▸ THE TASK:
Report how many lines in the following entries contain "instance". Nothing else should be given.
====== RECORDS SUPPLIED ======
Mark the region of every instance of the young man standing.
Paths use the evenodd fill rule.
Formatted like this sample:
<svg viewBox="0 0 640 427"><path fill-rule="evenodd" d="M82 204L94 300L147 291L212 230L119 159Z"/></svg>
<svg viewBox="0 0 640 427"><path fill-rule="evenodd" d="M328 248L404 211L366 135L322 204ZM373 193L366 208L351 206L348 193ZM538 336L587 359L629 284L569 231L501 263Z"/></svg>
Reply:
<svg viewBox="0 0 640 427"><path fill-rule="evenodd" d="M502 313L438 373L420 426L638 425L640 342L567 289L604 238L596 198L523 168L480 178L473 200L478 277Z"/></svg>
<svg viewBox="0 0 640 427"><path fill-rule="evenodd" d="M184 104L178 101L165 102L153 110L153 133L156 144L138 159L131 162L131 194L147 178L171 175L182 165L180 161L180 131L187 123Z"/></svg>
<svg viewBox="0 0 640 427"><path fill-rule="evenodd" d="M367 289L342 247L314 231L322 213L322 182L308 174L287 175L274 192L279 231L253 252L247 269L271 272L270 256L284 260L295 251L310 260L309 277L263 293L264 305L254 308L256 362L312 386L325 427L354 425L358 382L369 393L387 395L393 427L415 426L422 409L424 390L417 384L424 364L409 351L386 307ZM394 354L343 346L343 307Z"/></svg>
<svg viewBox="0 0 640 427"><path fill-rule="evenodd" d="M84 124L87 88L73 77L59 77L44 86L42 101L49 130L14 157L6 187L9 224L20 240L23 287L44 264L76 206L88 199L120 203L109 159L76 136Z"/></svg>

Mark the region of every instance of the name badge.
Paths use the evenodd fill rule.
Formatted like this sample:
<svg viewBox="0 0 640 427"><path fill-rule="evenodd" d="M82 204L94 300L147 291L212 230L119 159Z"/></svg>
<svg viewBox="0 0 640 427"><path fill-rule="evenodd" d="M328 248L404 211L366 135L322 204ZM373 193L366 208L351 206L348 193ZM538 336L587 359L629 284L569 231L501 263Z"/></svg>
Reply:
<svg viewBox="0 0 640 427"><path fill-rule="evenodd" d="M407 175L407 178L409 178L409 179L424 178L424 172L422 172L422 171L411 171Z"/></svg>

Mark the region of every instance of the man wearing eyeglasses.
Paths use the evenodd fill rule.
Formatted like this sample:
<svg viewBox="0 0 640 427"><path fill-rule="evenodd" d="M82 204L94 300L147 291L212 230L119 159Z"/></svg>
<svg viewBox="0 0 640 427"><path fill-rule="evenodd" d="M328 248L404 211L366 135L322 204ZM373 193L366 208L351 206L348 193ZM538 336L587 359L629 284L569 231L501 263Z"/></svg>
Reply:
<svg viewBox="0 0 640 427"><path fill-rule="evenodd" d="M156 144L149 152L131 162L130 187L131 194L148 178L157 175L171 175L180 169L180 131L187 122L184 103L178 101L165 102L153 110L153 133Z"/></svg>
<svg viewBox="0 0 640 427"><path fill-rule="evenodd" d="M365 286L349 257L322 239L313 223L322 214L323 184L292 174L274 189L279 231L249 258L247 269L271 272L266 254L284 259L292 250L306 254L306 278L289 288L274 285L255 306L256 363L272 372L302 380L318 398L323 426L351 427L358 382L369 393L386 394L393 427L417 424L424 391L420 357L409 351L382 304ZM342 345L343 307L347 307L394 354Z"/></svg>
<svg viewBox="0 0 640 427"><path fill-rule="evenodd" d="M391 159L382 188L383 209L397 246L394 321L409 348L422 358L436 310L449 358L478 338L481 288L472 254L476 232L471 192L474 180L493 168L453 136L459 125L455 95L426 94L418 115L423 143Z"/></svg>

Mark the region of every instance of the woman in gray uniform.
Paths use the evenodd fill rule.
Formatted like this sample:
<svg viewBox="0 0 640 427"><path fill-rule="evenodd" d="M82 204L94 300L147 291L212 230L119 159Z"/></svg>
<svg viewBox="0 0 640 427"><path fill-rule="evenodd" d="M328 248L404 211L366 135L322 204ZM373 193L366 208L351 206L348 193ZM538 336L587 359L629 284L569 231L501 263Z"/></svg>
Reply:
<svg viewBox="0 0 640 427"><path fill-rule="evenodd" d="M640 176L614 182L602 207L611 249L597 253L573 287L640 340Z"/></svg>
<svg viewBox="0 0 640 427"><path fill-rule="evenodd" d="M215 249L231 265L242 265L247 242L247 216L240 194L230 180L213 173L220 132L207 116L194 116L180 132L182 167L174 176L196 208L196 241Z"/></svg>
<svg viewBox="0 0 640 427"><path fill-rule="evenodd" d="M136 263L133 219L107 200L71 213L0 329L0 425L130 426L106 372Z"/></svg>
======
▸ TASK RESULT:
4